Outline labeling records:

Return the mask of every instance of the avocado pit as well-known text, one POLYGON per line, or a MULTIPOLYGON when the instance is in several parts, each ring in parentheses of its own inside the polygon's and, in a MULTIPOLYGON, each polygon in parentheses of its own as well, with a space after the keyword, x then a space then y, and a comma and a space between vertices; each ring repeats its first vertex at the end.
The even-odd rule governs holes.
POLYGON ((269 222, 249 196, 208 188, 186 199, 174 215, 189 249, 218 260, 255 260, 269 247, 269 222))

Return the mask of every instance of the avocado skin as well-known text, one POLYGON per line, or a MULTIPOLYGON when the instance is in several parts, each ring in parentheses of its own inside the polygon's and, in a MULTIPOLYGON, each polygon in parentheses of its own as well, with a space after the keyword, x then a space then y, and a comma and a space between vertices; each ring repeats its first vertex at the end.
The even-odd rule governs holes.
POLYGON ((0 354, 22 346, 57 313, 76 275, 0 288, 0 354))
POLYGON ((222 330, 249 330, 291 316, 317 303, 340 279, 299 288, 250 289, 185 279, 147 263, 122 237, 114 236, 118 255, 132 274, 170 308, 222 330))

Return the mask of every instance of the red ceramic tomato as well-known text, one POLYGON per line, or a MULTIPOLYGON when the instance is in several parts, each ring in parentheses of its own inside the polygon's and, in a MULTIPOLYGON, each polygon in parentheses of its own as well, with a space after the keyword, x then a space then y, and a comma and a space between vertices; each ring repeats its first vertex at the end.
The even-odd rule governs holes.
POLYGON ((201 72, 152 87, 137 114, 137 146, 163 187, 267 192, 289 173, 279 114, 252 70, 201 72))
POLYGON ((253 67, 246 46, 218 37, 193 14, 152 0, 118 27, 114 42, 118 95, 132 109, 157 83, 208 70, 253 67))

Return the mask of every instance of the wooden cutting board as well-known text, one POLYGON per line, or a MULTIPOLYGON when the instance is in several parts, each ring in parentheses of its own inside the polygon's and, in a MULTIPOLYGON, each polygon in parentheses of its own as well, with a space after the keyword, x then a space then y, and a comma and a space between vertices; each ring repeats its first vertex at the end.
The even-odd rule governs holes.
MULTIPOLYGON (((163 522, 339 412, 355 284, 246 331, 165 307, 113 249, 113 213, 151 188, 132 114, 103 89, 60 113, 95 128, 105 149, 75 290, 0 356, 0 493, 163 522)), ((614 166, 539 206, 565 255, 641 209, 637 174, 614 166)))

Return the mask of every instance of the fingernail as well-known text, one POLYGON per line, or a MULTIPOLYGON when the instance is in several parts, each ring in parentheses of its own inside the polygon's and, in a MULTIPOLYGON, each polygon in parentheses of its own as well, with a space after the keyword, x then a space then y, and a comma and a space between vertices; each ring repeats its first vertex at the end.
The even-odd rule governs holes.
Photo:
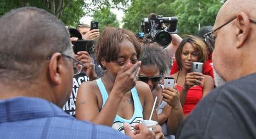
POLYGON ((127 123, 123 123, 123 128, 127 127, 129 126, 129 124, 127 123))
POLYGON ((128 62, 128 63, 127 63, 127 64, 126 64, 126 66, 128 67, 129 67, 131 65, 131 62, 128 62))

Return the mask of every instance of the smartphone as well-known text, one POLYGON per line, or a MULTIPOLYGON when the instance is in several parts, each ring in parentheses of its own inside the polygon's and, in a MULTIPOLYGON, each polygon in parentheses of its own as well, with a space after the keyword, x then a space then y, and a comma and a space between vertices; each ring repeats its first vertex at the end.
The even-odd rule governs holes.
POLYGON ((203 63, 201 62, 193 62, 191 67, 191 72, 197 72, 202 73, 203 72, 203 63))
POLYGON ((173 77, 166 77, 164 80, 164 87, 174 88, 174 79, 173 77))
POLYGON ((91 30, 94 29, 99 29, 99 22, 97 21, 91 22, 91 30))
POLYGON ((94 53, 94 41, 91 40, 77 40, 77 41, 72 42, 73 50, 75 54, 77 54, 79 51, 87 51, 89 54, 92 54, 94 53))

WHAT YOU NEED TO DO:
Update all of the data above by changing each "well-known text" to "WKT" and keeping everything else as it is. Leave out the pictures when you give the result.

CORRECT RESPONSE:
Return the mask of every instance of the avocado pit as WKT, one POLYGON per line, or a MULTIPOLYGON when the instance is in several parts, each ring in parentheses of its own inside the polygon's and, in a MULTIPOLYGON, each polygon in parentheses of its own as well, with a space after the keyword, x then a space then y, and a comma and a space between vertices; each ring repeats its first vertex at the end.
The even-odd rule governs holes.
POLYGON ((269 222, 249 196, 208 188, 186 199, 174 215, 189 249, 218 260, 255 260, 269 247, 269 222))

Return the mask of every instance of the avocado skin as WKT, one POLYGON per line, or a MULTIPOLYGON when the instance is in several parts, each ring in parentheses of its own inside the polygon's and, in a MULTIPOLYGON, each polygon in parentheses of its own as well, with a space after the keyword, x then a space then y, and a comma and a space between vertices; each ring repeats its first vertex at the end.
The even-odd rule governs holes.
POLYGON ((0 354, 22 346, 57 313, 76 275, 0 288, 0 354))
POLYGON ((222 330, 249 330, 291 316, 317 303, 340 279, 299 288, 250 289, 185 279, 147 263, 122 237, 114 236, 118 255, 132 274, 170 308, 222 330))

Return the mask of every instance of the red ceramic tomato as WKT, one POLYGON per line, or a MULTIPOLYGON when the instance is in several parts, each ring in parentheses of its own inside the polygon's and, in a MULTIPOLYGON, each polygon in parentheses of its own as well, with a space after the keyword, x then a space then y, and a comma and a space between vertices; each ring repeats its first vertex at the end.
The even-odd rule governs holes.
POLYGON ((201 72, 152 87, 137 114, 137 146, 163 187, 267 192, 289 173, 279 114, 252 70, 201 72))
POLYGON ((253 67, 246 46, 218 37, 193 14, 152 0, 118 27, 114 42, 118 95, 132 109, 157 83, 208 70, 253 67))

Return the mask of every instance of the wooden cutting board as WKT, one POLYGON per line, or a MULTIPOLYGON when the instance is in several parts, each ring in parentheses of its own inside the polygon's and, in a MULTIPOLYGON, each polygon in parentheses of its own as well, with a space after the keyword, x then a space then y, and a comma and a space between vertices; each ring repeats its first vertex at the end.
The even-odd rule governs holes.
MULTIPOLYGON (((163 522, 339 412, 355 284, 246 331, 165 307, 113 249, 113 213, 151 188, 132 114, 103 89, 60 113, 95 128, 105 149, 75 290, 0 356, 0 493, 163 522)), ((614 166, 539 206, 565 255, 641 209, 637 174, 614 166)))

Return the mask of every instance of the fingernail as WKT, one POLYGON per line, or a MULTIPOLYGON when the instance is in several parts, each ring in parentheses of its own inside the polygon's and, in a MULTIPOLYGON, each polygon in parentheses of its own as well, with a space after the keyword, x then a space then y, and a comma and a space between vertices; each ring repeats its first vertex at the end.
The even-odd rule governs holes.
Photo:
POLYGON ((127 123, 123 123, 123 128, 127 127, 129 126, 129 124, 127 123))
POLYGON ((128 62, 128 63, 127 63, 127 64, 126 64, 126 66, 128 67, 129 67, 131 65, 131 62, 128 62))

Return the mask of every instance of the smartphone as WKT, one POLYGON per line, or a MULTIPOLYGON when the instance is in several parts, each ring in parentheses of its own inside the polygon's and, in a MULTIPOLYGON, each polygon in parentheses of its own as well, with a space after the keyword, x then a space then y, and a comma and a space between vertices; each ring repeats its first vertex at the end.
The even-odd rule governs holes.
POLYGON ((203 63, 201 62, 193 62, 191 67, 191 72, 197 72, 202 73, 203 72, 203 63))
POLYGON ((173 77, 166 77, 164 80, 164 87, 174 88, 174 79, 173 77))
POLYGON ((91 30, 94 29, 99 29, 99 22, 97 21, 91 22, 91 30))
POLYGON ((94 53, 94 41, 91 40, 77 40, 77 41, 72 42, 73 50, 75 54, 77 54, 79 51, 87 51, 89 54, 92 54, 94 53))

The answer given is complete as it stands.